Written problem ▸ Output all the data exactly. Pictures do not belong in the copy.

══════════

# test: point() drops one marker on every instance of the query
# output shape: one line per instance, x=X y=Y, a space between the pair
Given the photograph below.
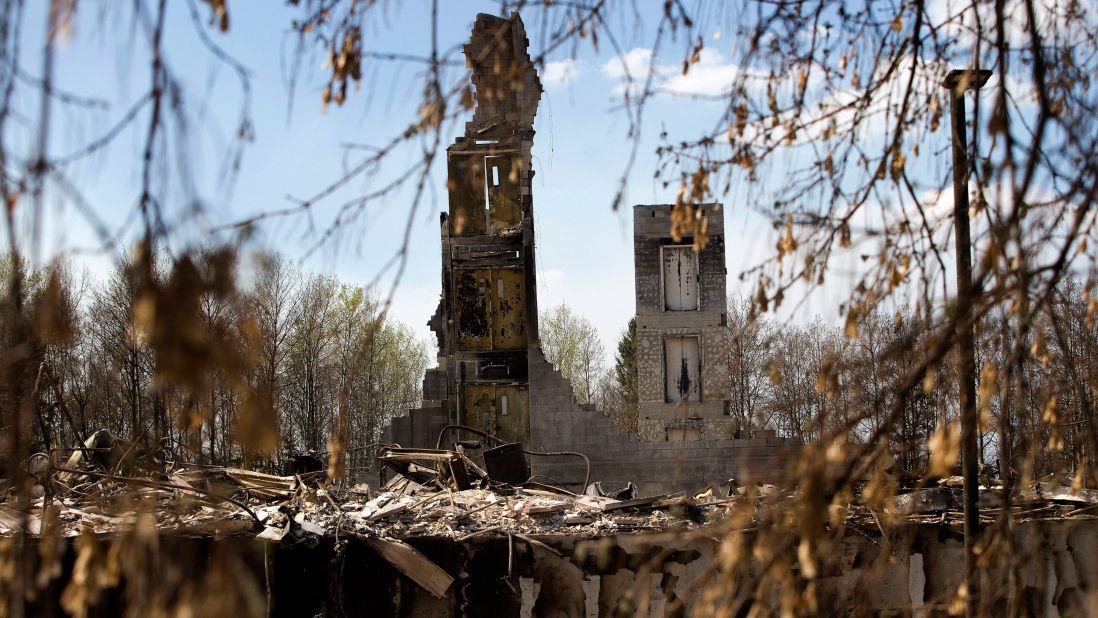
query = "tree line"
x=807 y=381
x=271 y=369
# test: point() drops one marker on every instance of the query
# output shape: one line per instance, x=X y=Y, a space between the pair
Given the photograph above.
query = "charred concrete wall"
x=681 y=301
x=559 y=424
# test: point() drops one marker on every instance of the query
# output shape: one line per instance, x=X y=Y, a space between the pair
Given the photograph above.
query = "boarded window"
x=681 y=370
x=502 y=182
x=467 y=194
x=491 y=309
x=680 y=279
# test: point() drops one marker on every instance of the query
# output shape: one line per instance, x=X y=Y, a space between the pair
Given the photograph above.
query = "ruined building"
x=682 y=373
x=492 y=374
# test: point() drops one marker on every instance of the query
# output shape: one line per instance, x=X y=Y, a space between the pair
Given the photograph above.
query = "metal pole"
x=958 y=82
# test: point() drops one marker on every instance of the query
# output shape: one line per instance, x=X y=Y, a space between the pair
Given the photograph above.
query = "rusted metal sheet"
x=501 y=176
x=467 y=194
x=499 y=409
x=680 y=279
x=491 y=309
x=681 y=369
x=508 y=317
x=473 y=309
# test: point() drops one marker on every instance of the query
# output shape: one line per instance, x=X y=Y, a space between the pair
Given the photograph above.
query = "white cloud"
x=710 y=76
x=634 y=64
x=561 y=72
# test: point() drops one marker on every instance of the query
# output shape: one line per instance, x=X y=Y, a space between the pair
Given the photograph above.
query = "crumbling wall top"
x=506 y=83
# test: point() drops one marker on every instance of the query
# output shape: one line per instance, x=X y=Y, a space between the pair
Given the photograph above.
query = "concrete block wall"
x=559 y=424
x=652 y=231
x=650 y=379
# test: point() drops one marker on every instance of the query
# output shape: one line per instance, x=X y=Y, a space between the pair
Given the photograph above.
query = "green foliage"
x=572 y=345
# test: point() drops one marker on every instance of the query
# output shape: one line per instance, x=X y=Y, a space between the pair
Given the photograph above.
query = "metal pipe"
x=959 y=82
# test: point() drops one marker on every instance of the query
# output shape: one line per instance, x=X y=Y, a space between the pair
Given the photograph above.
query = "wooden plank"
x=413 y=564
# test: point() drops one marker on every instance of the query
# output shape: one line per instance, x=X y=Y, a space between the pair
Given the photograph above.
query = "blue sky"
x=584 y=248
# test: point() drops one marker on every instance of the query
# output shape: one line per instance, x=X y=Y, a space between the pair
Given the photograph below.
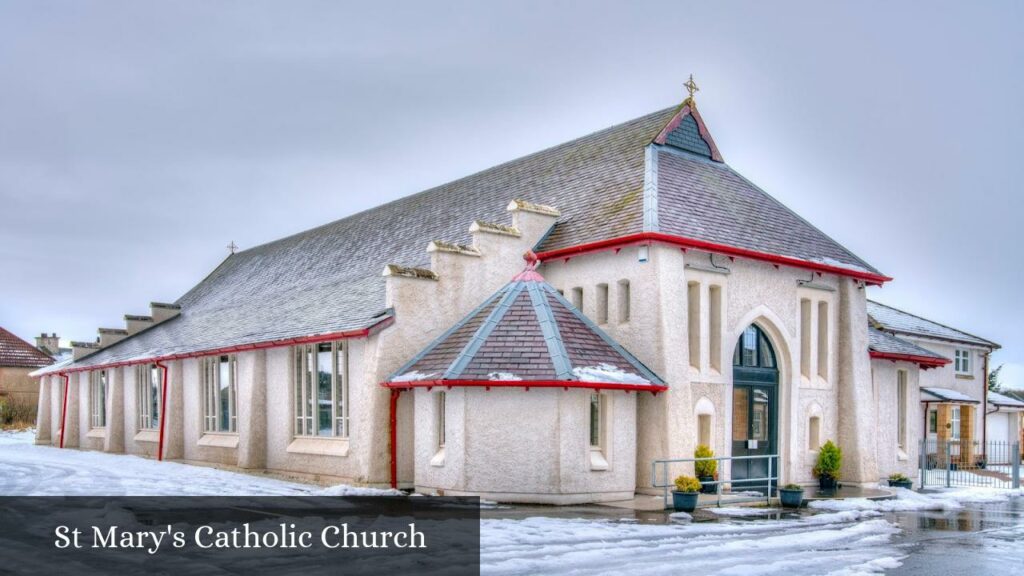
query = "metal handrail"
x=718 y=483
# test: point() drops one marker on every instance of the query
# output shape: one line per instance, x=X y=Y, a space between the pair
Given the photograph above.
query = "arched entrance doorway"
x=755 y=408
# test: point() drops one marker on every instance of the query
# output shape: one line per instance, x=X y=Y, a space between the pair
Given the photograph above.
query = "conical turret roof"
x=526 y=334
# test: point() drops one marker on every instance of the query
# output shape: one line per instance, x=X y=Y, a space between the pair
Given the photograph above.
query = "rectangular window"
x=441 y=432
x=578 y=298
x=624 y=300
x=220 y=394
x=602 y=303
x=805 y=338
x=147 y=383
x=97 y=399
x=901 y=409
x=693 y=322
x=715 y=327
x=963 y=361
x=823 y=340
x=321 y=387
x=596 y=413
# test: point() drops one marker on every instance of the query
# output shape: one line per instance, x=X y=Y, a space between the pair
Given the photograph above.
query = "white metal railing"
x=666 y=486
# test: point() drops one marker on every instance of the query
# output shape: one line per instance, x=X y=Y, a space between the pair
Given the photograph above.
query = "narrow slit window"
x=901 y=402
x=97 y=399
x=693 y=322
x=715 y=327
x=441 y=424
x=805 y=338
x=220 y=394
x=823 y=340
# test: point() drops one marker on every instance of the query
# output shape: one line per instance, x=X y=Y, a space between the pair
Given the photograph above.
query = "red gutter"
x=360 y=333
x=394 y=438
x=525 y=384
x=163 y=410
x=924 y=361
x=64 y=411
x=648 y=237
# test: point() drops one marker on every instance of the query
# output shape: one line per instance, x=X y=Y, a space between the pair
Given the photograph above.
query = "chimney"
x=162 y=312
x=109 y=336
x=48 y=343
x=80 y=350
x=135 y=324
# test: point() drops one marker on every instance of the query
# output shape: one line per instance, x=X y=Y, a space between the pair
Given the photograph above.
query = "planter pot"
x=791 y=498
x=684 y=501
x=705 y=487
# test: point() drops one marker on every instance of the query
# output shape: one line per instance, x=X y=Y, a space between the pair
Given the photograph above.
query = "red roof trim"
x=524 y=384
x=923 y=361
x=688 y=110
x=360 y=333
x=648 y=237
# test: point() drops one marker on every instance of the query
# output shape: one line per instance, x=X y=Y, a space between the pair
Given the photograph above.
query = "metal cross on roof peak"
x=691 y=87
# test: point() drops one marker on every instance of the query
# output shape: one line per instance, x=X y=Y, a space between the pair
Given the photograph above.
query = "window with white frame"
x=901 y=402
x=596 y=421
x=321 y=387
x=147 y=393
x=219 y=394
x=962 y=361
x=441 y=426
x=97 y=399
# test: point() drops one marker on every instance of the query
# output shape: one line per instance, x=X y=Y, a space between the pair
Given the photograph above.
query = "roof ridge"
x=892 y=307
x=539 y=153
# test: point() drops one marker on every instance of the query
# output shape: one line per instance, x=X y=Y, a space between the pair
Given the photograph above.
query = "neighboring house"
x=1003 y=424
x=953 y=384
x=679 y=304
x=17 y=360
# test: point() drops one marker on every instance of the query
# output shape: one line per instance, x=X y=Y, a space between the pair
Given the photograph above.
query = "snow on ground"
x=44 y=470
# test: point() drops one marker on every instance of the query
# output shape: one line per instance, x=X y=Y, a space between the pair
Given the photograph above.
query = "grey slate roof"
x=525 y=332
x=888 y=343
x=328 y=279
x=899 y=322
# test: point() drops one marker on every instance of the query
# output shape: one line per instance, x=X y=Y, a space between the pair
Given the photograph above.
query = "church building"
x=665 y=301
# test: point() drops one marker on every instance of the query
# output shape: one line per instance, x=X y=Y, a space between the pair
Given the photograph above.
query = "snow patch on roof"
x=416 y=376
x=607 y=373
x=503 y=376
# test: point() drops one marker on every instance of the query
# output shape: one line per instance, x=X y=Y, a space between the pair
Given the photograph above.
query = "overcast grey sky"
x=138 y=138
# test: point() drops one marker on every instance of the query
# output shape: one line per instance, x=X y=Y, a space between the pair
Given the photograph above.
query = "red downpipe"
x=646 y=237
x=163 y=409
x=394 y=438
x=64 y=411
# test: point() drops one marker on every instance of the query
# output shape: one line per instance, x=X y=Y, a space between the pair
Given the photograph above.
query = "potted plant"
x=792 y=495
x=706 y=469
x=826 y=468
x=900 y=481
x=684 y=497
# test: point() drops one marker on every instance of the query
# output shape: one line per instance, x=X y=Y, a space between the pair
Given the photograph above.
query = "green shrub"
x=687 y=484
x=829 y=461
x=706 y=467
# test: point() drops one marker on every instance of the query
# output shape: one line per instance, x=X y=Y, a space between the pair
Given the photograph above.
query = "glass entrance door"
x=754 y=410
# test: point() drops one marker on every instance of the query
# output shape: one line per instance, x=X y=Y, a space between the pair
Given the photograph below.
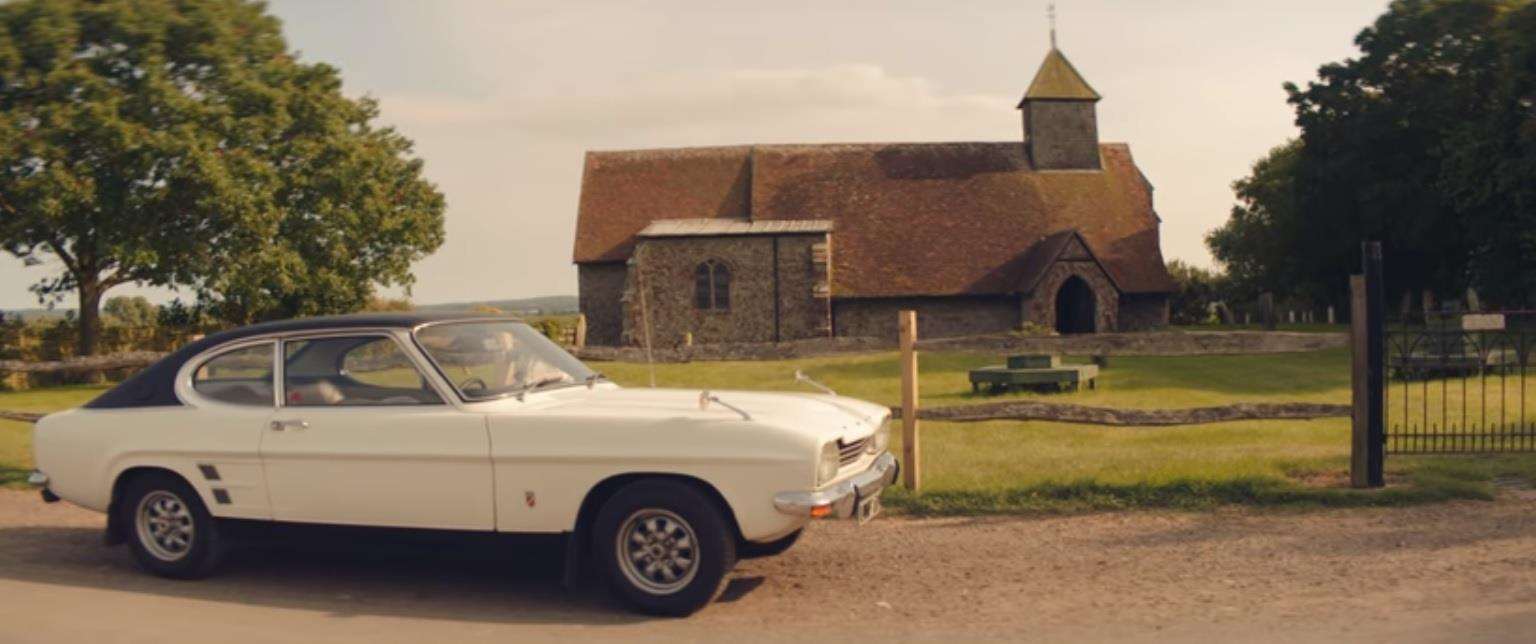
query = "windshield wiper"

══════════

Answer to this problem ▸
# test: point() drops one marker on every instance of the query
# output shape: one line per instance, x=X y=Y, a space between the pair
Given the photograph below.
query = "tree line"
x=807 y=381
x=271 y=369
# test: point() drops one marker on every instance of the query
# output shape: one line per instance, x=X y=Y, a space between the pair
Given the photograph above.
query = "charred concrete wall"
x=681 y=301
x=559 y=424
# test: point() drops one marker on every instance of the query
# output shape: one line per instance, x=X y=Y, a space between the pair
Given the photograph above.
query = "boarded window"
x=681 y=370
x=502 y=182
x=467 y=194
x=491 y=309
x=680 y=279
# test: point() drops one marker on every instance of the query
# output shape: one line per instance, x=X y=Y, a space between the pair
Given the photograph above.
query = "ruined building"
x=682 y=373
x=492 y=374
# test: point() drops one marker on every instance of the query
# output shape: one line per instance, x=X y=Y, a space between the pair
Given the photograph above.
query = "metal pole"
x=958 y=82
# test: point() drops one marker on every instance of the query
# output shape: one line per instance, x=X y=Y, a space between the pair
Given the photograph above.
query = "rusted metal sheet"
x=501 y=176
x=467 y=194
x=499 y=409
x=680 y=279
x=491 y=309
x=681 y=369
x=508 y=317
x=473 y=309
# test: point() drops one marker on every instance of the query
# output shape: one line per instance, x=X y=Y, a space between the pair
Given the photograph above.
query = "white cloud"
x=710 y=76
x=634 y=64
x=561 y=72
# test: point() drops one marker on every instance of the query
# output shape: one line per instance, x=X y=Y, a space between the pair
Given the photograph above.
query = "crumbling wall top"
x=506 y=83
# test: point() drops one marker on every instance of the query
# output shape: one line per instance, x=X y=Y, a space between the pair
Given the photograph above.
query = "concrete block wall"
x=559 y=424
x=652 y=231
x=650 y=379
# test: point() drops one marker on every instance of the query
# output shape: one line per instance, x=X y=Y, a space between the pair
Given the photograph above.
query = "green foliage"
x=572 y=345
# test: point() drops one marker on every instance of the query
# output shape: one line per instance, x=X y=Y, a space between the pair
Given the photograph above.
query = "metal pipe"
x=959 y=82
# test: point() drops one marker on every instance of the query
# output shape: one line per instance, x=X y=Y, a space between the pair
Given the photograph above.
query = "wooden plank"
x=413 y=564
# test: point() drops one marker on every instance of the query
# output shape: one line per instance, x=X y=Y, a space between the pair
Given the photograph above.
query = "blue sky"
x=584 y=248
# test: point() drops one marker on every instance of the query
# output shape: one line per instance, x=X y=Y, a space between the pair
Given the photograph below.
query = "metal handrail"
x=718 y=483
# test: point() drops one marker on every instance of the query
# output shape: one line per instance, x=X y=Y, a space between the pair
Given the photograph above.
query = "arched entrance doorway"
x=755 y=408
# test: point() drops one marker on every instance of the query
# output shape: one line per instance, x=X y=Y, a space between the pair
Given the photograph above.
query = "conical turret roof"
x=526 y=334
# test: point() drops one marker on every instance of the query
# output shape: one line per instance, x=X y=Y, a space between the pair
Given the photograph above.
query = "rectangular window"
x=441 y=432
x=578 y=298
x=624 y=300
x=220 y=394
x=602 y=303
x=805 y=338
x=147 y=383
x=97 y=399
x=901 y=409
x=693 y=322
x=715 y=327
x=963 y=361
x=823 y=340
x=321 y=387
x=596 y=413
# test: point() drops one marker on every instance of the query
# output shape: one line per instance, x=X y=Y, a space between the pair
Given the photograph above.
query = "white metal railing"
x=666 y=486
# test: point() drops one marker on every instance of the query
# output shape: one line per instance, x=X y=Y, a space between the pair
Given the photograph above.
query = "narrow slit window"
x=901 y=402
x=97 y=399
x=693 y=322
x=715 y=327
x=441 y=424
x=805 y=338
x=220 y=394
x=823 y=340
# test: point() drops one marker on every instance of the query
# output shape: one line per instance, x=X y=Y, a space between the pair
Given the photograph above.
query = "red gutter"
x=360 y=333
x=394 y=438
x=525 y=384
x=163 y=410
x=924 y=361
x=64 y=411
x=648 y=237
# test: point() drops one marker on every instance of the query
# output shape: one line per instance, x=X y=Y, a space between the pair
Given the photograph above.
query = "chimney"
x=162 y=312
x=109 y=336
x=48 y=343
x=80 y=350
x=135 y=324
# test: point() drops one marker on every instance of the query
# output shape: one line per instance, x=X y=Y, a space between the pair
Given the photograph above.
query = "planter pot"
x=791 y=498
x=684 y=501
x=705 y=487
# test: point() drops one marker on every instance of the query
# output shape: one line per instance, x=X y=Y, a space between the pair
Given the photograph above.
query = "red roof trim"
x=524 y=384
x=923 y=361
x=688 y=110
x=360 y=333
x=648 y=237
# test: point() drops one marker on every instance of the query
# output shape: one line per instance, x=X y=Y, a space between the pair
Given the photograph above.
query = "metal cross on roof peak"
x=691 y=87
# test: point() drops one marker on every instance of the query
# output shape: one line per instance, x=X y=Y, a space between the pair
Given the photograph above.
query = "window with white frame"
x=901 y=402
x=596 y=421
x=321 y=387
x=147 y=393
x=219 y=394
x=962 y=361
x=441 y=426
x=97 y=399
# test: point() drops one marker on every instance of the query
# output shape: one line per instance, x=X y=Y, a space between the pair
Given the photograph above.
query = "roof ridge"
x=892 y=307
x=539 y=153
# test: point() drops one marker on every instance of the query
# output shape: one line per instance, x=X y=Y, a space between the pair
Given the photograph above.
query = "neighboring house"
x=1003 y=424
x=953 y=384
x=679 y=304
x=17 y=360
# test: point() drops one marker on every instance of the query
# output shape: one line per instance, x=X y=Y, a space between the pair
Given the photograph above.
query = "snow on ground"
x=44 y=470
# test: point() drops one marker on every instance of the query
# output shape: one line per instance, x=X y=Y, a space between the pair
Given the photograph above.
query = "grey slate roof"
x=525 y=332
x=888 y=343
x=328 y=279
x=899 y=322
# test: point() drops one marker on every instance of the query
# output shape: one line per instance, x=X y=Y, a space between the pair
Given the photograph above.
query = "church building"
x=665 y=301
# test: point() drops one marker on every instance of the query
# output shape: one line per instance, x=X y=Y, a space between the pair
Given the photograph above.
query = "snow patch on roof"
x=416 y=376
x=607 y=373
x=503 y=376
# test: point() drops one marker on every instance of the query
# output shape: one line per instance, x=X y=Y, a space between the pair
Given the photograph above.
query = "overcast grey sky"
x=138 y=138
# test: point() drops one marker on every instance of the query
# output shape: one line per instance, x=X y=Y, a space between the pair
Given the photograph above.
query = "red downpipe"
x=646 y=237
x=163 y=409
x=394 y=438
x=64 y=411
# test: point() drops one marker on every instance of the query
# output shape: one line per instance, x=X y=Y, a space between the pair
Given the photograph above.
query = "potted plant"
x=792 y=495
x=706 y=469
x=826 y=468
x=900 y=481
x=684 y=497
# test: point() drops one marker on every instance of the query
# output shape: one line per instance, x=X y=Y, a space between the pair
Given the photograph above.
query = "green shrub"
x=687 y=484
x=829 y=461
x=706 y=467
# test: point() drops one marker on every instance of the query
# output shape: one line per instance, x=X y=Y, a space between the pair
Given the photograph above.
query = "glass entrance door"
x=754 y=410
# test: point() drops one marker on every instance of the query
# output shape: one line per instance, x=X y=Y, a space between the pair
Given the photograph below.
query = "windshield wiper"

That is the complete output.